Stored items from a collection:

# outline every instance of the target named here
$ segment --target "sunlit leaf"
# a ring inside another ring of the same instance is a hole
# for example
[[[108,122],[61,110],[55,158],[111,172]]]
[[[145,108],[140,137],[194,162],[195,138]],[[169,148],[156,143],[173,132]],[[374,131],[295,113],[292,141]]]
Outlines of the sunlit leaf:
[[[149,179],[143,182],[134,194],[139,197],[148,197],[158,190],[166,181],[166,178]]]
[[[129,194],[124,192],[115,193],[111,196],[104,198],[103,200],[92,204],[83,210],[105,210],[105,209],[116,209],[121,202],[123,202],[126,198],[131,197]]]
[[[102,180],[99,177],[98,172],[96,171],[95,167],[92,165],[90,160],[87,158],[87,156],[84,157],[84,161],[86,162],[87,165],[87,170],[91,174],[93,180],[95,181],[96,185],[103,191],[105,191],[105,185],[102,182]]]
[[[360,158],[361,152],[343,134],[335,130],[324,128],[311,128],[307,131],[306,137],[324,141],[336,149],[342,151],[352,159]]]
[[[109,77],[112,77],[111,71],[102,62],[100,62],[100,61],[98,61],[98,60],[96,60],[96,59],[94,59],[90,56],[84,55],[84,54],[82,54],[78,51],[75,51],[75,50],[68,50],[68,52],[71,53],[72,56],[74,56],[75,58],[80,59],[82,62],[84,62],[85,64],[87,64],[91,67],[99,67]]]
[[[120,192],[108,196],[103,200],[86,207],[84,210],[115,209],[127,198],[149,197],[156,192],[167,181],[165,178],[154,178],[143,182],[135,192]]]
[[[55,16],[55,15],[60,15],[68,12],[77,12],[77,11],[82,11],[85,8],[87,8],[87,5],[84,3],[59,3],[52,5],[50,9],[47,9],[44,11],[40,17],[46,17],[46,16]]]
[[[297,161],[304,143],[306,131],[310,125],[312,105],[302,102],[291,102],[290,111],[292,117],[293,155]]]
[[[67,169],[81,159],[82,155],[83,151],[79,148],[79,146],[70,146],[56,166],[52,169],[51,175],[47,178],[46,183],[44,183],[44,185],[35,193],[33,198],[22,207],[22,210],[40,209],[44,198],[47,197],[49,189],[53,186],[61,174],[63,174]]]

...

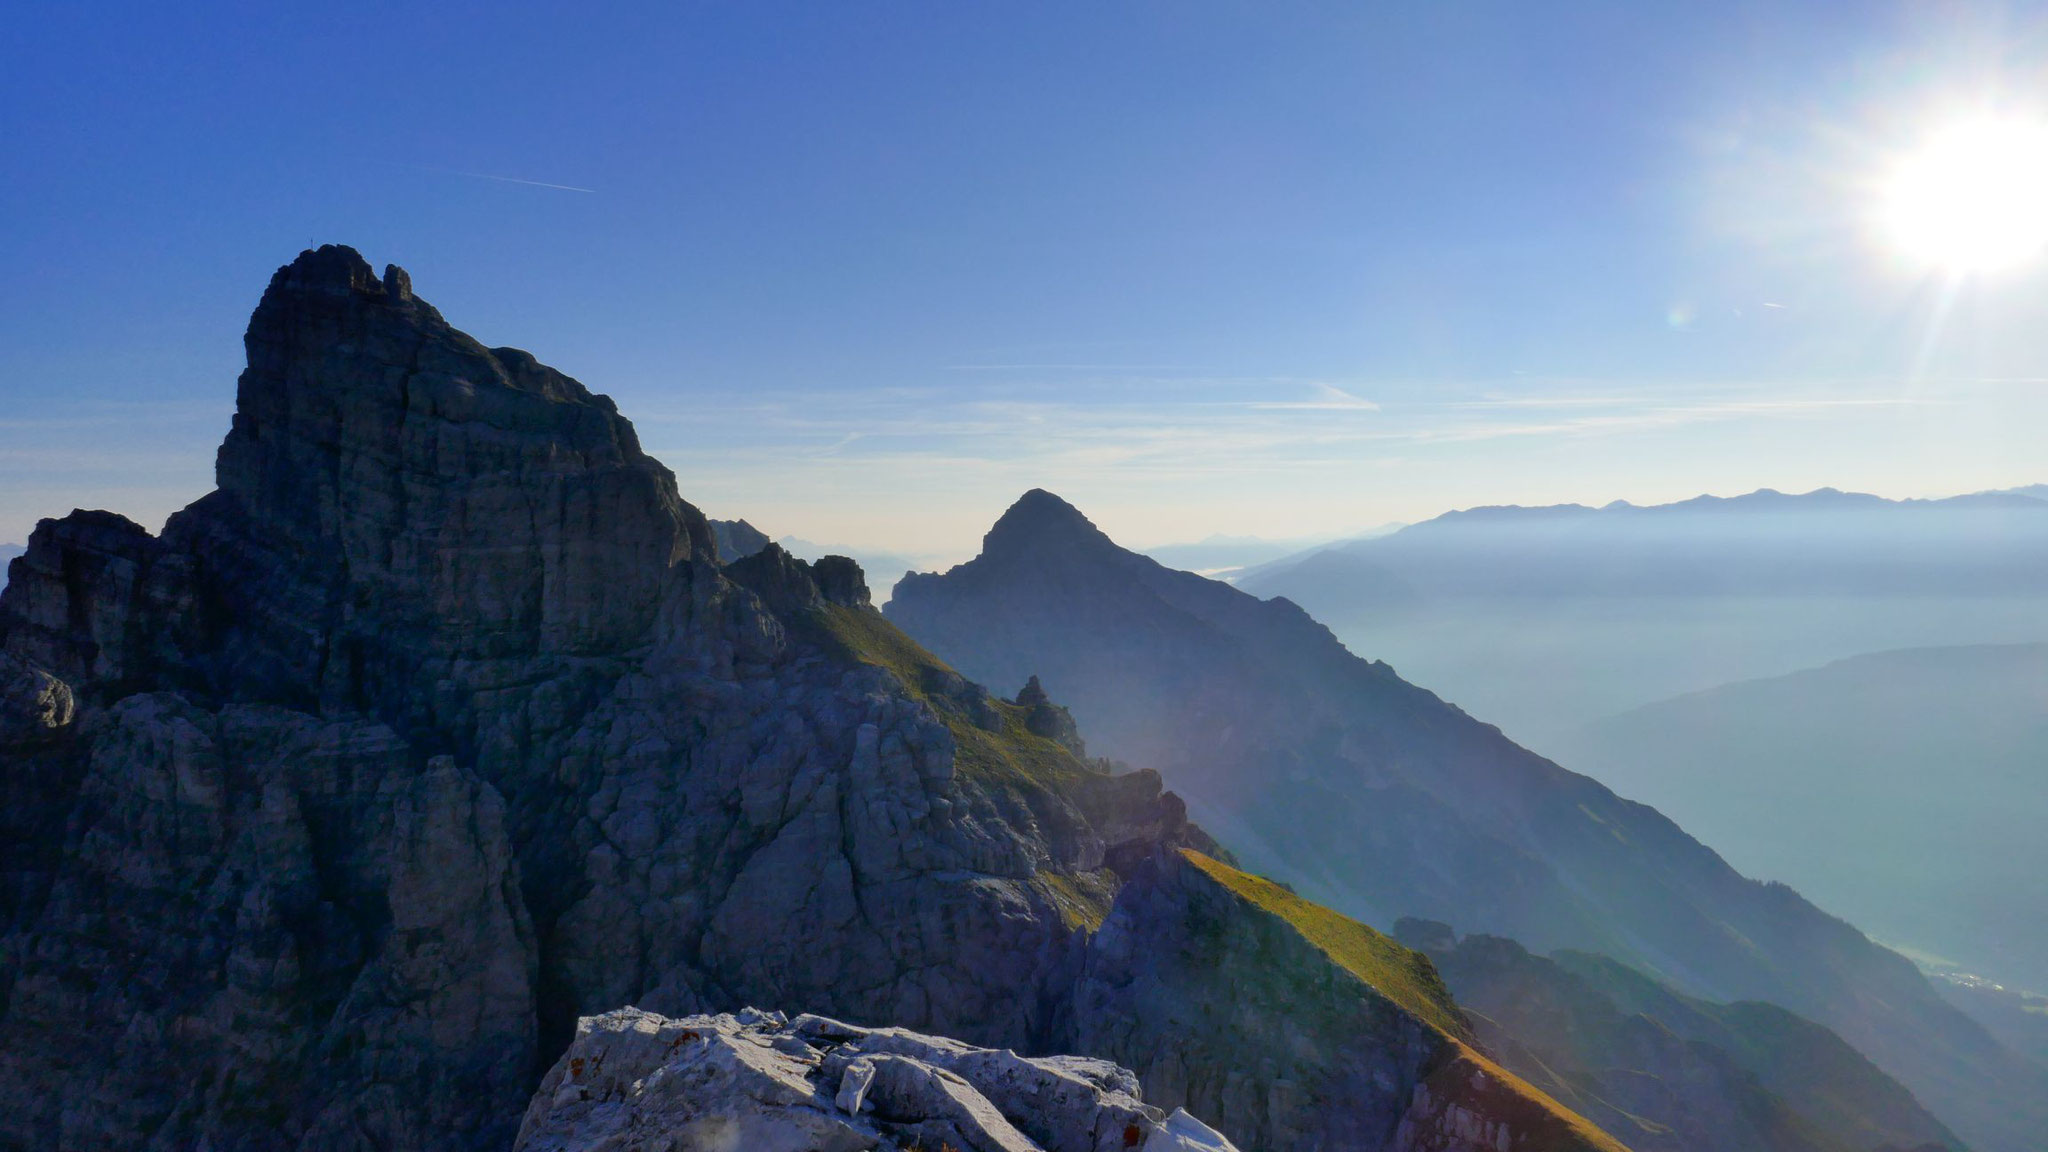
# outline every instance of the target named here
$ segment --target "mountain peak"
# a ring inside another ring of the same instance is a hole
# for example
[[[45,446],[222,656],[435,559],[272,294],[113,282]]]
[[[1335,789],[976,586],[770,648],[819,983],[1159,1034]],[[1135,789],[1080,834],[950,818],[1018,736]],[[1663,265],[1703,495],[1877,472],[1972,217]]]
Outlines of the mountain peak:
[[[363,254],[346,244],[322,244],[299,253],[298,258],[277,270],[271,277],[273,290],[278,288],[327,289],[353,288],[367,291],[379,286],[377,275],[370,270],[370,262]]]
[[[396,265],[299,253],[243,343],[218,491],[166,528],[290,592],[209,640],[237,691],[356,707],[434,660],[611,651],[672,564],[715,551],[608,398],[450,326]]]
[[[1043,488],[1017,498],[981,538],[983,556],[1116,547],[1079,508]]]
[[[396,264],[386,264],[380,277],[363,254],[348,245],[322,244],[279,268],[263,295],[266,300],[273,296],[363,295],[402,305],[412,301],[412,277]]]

...

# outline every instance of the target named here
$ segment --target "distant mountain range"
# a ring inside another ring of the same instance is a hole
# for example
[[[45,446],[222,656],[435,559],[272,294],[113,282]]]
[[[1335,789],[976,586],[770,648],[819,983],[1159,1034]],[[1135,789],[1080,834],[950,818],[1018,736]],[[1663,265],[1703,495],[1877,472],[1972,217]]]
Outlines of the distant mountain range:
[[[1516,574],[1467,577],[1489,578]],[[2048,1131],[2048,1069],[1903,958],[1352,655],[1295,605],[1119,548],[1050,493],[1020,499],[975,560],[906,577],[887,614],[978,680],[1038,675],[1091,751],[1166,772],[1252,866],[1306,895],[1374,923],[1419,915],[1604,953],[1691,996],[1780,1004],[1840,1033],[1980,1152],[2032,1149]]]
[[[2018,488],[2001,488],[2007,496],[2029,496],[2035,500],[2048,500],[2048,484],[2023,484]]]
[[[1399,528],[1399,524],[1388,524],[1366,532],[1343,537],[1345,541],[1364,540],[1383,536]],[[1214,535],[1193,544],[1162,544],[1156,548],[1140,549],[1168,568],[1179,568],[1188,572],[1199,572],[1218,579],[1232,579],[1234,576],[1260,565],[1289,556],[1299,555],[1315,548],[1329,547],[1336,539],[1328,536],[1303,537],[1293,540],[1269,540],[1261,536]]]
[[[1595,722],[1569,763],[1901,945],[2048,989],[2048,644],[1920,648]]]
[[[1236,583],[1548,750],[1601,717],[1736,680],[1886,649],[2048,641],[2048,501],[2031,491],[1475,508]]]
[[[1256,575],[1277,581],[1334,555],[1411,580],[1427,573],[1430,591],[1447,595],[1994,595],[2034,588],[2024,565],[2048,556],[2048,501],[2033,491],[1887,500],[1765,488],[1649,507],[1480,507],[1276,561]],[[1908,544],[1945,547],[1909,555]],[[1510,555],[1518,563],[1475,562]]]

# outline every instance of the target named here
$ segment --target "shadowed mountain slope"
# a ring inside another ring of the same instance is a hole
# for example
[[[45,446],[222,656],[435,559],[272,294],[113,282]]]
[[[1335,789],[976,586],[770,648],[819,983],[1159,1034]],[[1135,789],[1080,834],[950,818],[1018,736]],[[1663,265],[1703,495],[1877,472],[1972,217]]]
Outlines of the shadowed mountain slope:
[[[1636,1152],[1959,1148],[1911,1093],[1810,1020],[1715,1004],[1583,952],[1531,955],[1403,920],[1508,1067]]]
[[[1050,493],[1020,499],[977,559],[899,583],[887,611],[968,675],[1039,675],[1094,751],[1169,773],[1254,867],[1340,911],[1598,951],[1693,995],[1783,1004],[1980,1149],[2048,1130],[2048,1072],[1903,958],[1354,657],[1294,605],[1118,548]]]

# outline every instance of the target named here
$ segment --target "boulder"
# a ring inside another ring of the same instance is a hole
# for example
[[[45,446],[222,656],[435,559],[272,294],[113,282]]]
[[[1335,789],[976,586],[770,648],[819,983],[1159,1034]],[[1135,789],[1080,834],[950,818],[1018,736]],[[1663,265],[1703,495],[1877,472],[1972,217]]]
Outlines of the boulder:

**Task requirements:**
Across the data, find each line that has "segment" in it and copy that line.

**Solution to the problem:**
$ segment --target "sunlit leaf"
$ segment --target "mountain peak"
$ segment --target "distant mountain range"
$ segment --target "shadowed mountain slope"
$ segment --target "boulder"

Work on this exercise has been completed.